Recorded data:
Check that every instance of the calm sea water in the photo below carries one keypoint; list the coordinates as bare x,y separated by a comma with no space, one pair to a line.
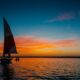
42,69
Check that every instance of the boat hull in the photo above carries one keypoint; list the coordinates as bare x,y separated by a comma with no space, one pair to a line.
6,60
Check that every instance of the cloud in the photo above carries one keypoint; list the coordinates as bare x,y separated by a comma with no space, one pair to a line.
66,43
35,45
63,16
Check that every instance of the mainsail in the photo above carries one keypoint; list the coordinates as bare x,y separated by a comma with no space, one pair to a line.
9,44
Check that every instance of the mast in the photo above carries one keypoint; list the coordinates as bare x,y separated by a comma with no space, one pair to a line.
9,44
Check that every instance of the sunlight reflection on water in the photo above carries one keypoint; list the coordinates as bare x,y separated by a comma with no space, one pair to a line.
42,68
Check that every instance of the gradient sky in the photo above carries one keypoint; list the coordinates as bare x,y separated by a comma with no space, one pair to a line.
43,27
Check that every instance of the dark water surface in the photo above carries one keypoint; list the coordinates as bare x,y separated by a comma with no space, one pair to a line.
41,69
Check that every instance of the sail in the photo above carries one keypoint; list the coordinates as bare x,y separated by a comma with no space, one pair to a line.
9,44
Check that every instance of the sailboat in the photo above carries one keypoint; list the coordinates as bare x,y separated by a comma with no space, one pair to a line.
9,44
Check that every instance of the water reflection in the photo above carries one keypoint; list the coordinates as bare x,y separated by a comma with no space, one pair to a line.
7,72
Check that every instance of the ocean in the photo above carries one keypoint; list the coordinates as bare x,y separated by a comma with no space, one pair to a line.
41,69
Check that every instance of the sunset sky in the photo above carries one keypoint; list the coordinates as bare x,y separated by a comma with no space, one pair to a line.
43,27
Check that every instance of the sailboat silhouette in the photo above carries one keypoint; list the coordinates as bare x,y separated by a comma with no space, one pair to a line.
9,44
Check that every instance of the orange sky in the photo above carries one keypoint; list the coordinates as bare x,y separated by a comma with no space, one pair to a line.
28,45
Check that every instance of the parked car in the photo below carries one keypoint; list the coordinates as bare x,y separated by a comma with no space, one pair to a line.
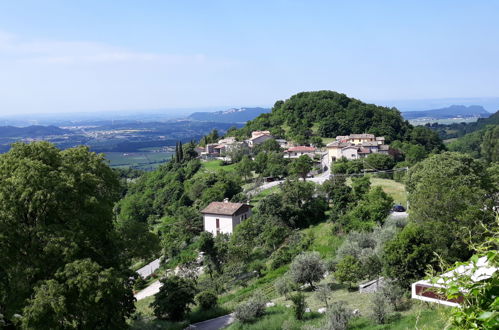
398,208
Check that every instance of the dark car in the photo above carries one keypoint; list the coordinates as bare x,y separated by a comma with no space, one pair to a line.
398,208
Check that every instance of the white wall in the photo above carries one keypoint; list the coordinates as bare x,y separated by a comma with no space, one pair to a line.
227,223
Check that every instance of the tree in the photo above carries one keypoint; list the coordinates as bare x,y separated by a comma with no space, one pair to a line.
260,162
207,245
369,212
301,166
380,308
206,300
490,144
338,316
323,292
284,286
275,165
307,267
379,162
299,305
449,194
55,207
270,145
81,296
317,142
173,299
245,167
360,186
349,271
408,255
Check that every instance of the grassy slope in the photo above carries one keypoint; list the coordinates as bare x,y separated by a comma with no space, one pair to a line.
418,318
326,244
392,188
215,165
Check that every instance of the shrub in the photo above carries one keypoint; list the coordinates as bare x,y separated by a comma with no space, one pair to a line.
299,305
323,292
173,299
139,284
338,316
250,310
380,309
349,271
283,286
206,300
393,294
307,267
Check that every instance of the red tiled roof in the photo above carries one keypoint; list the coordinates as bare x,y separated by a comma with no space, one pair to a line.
301,149
224,208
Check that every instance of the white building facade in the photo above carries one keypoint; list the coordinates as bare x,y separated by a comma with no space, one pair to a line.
223,217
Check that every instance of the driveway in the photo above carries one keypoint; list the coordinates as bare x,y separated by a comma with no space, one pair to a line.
319,179
149,269
213,324
151,290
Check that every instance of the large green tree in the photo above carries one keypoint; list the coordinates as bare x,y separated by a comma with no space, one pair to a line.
56,207
82,295
450,195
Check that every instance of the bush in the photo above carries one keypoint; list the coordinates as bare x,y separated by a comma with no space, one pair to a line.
307,267
338,316
139,284
206,300
394,295
299,305
173,299
283,286
250,310
380,308
349,271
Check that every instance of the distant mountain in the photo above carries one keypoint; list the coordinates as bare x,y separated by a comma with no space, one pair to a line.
454,111
240,115
31,131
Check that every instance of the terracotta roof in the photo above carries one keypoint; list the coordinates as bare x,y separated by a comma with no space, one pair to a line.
259,133
370,144
362,136
301,149
259,136
338,144
224,208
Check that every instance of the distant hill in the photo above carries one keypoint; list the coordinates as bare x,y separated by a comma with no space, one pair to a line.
454,111
240,115
31,131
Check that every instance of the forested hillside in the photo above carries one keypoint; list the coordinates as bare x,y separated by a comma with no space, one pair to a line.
71,231
327,114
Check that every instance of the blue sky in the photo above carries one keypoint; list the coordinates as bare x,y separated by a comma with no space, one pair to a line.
77,56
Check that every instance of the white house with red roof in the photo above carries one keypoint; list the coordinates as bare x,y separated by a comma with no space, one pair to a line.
295,152
258,137
223,217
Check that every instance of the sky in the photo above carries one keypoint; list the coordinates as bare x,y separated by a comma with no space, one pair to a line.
128,55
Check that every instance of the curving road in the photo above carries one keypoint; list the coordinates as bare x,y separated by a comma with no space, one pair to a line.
151,290
213,324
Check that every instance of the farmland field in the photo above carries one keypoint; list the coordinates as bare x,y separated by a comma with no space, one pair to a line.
144,160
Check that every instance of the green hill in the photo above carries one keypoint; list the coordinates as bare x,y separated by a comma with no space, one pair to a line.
328,114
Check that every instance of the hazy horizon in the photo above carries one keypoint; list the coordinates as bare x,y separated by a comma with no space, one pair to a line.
93,56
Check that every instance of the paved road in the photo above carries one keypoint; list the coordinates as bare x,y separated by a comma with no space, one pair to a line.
213,324
151,290
148,269
319,179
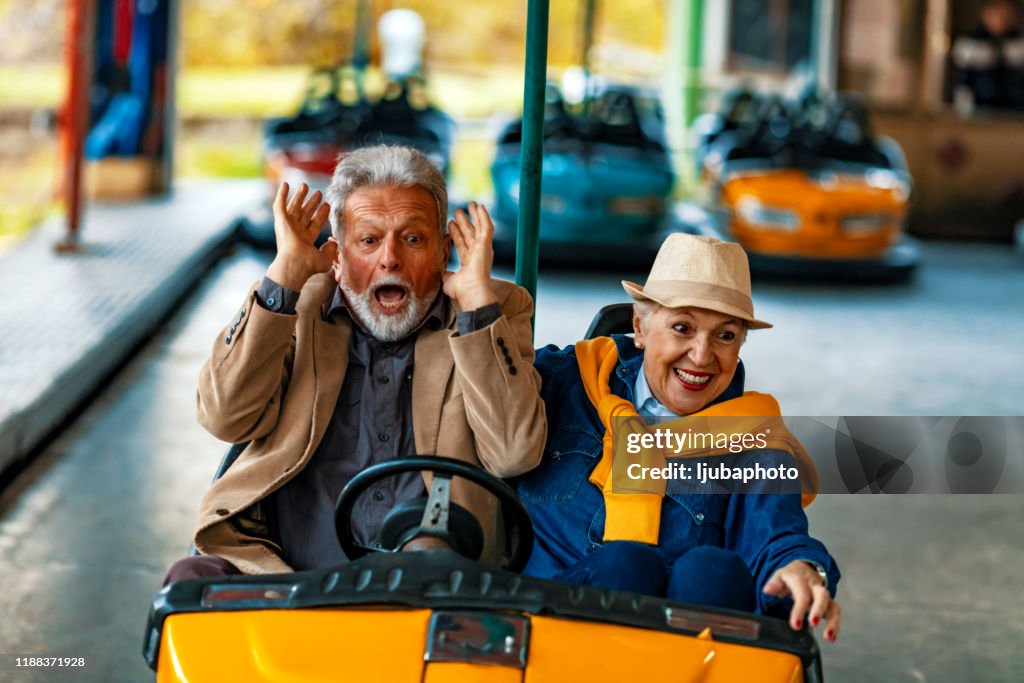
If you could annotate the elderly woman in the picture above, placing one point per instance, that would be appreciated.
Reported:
(748, 551)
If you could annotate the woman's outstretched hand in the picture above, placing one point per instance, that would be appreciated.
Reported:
(810, 598)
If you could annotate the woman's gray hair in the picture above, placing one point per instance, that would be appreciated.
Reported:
(643, 310)
(384, 165)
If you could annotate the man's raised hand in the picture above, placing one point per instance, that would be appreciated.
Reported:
(470, 286)
(297, 222)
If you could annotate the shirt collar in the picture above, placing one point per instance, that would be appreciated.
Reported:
(434, 317)
(645, 402)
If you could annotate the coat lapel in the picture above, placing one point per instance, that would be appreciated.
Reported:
(330, 361)
(432, 365)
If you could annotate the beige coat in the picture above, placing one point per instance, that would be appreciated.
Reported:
(273, 379)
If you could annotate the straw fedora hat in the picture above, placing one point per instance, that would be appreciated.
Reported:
(694, 270)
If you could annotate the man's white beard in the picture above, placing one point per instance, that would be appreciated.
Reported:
(385, 327)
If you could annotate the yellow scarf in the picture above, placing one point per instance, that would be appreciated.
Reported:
(637, 516)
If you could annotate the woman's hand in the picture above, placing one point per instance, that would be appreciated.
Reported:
(810, 597)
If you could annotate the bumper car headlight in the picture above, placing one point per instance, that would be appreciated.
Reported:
(647, 205)
(860, 223)
(760, 216)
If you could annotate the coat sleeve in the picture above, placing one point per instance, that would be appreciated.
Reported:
(501, 388)
(769, 530)
(243, 384)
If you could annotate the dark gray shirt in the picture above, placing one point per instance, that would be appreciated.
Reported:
(372, 423)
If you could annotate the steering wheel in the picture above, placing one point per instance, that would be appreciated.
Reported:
(435, 515)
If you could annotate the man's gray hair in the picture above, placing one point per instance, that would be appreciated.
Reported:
(384, 165)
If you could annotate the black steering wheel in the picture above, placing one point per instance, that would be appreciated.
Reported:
(435, 515)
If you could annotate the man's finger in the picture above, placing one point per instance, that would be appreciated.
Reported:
(833, 619)
(280, 200)
(468, 231)
(485, 225)
(318, 219)
(309, 208)
(295, 206)
(776, 587)
(801, 601)
(819, 604)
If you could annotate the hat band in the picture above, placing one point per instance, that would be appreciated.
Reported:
(668, 288)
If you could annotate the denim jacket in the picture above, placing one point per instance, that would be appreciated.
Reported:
(768, 530)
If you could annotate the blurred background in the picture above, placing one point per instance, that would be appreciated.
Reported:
(240, 62)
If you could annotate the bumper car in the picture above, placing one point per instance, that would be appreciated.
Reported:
(606, 182)
(805, 187)
(336, 116)
(440, 615)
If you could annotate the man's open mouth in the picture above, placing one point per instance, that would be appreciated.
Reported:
(390, 297)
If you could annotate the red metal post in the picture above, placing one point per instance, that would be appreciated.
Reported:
(78, 57)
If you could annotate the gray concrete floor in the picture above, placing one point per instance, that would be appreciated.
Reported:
(932, 588)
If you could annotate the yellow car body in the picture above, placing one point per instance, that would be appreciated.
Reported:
(790, 212)
(436, 616)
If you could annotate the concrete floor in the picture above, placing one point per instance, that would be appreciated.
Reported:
(932, 589)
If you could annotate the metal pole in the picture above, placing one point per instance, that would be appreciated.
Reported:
(79, 65)
(693, 13)
(586, 43)
(824, 37)
(531, 151)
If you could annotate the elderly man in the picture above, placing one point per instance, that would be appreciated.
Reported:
(363, 350)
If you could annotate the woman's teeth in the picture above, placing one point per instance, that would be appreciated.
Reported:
(691, 379)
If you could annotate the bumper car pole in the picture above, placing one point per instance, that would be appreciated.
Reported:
(531, 152)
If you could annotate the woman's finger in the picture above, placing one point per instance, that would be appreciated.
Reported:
(832, 619)
(801, 600)
(819, 604)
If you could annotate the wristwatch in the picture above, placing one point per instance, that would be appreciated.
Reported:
(821, 572)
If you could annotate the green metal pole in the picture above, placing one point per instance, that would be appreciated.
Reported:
(531, 151)
(691, 56)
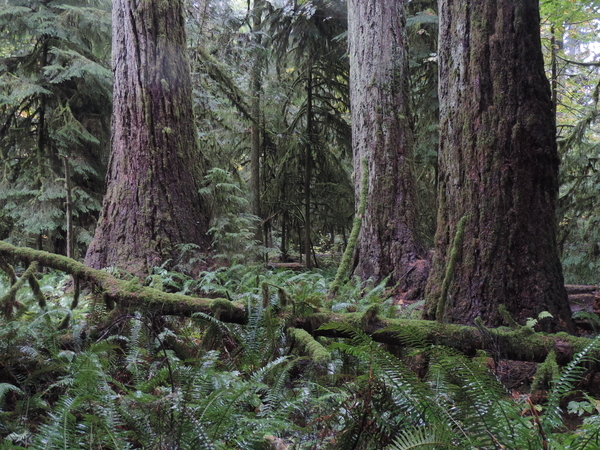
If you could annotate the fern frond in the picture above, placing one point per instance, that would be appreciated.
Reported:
(571, 374)
(423, 437)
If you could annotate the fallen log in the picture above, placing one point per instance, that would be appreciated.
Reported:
(523, 344)
(505, 343)
(130, 293)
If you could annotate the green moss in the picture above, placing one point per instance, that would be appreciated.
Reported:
(545, 373)
(221, 305)
(344, 267)
(309, 345)
(455, 252)
(133, 285)
(508, 320)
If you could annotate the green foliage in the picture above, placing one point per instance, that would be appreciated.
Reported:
(55, 99)
(232, 227)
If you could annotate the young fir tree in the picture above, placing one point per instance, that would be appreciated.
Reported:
(55, 96)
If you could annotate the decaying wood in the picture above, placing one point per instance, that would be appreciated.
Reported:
(504, 343)
(130, 293)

### DIRECTIONS FOR THIS TASK
From the line containing "If you could annotate the green foliage" through the closing line of the material above, return every line exactly and omit all others.

### RESULT OF THIS EXERCISE
If you could annotate the green foliage in the picture above, placing one point per instance, that would be appreciated.
Reported:
(55, 99)
(232, 227)
If you could annotate the young fir tree in the picture above, placing one point per instance, that would be appreciated.
Reported:
(55, 96)
If you could annotate the decaying wood in the picture above, placing one point per instance, that would be appreciated.
Reported:
(504, 343)
(130, 293)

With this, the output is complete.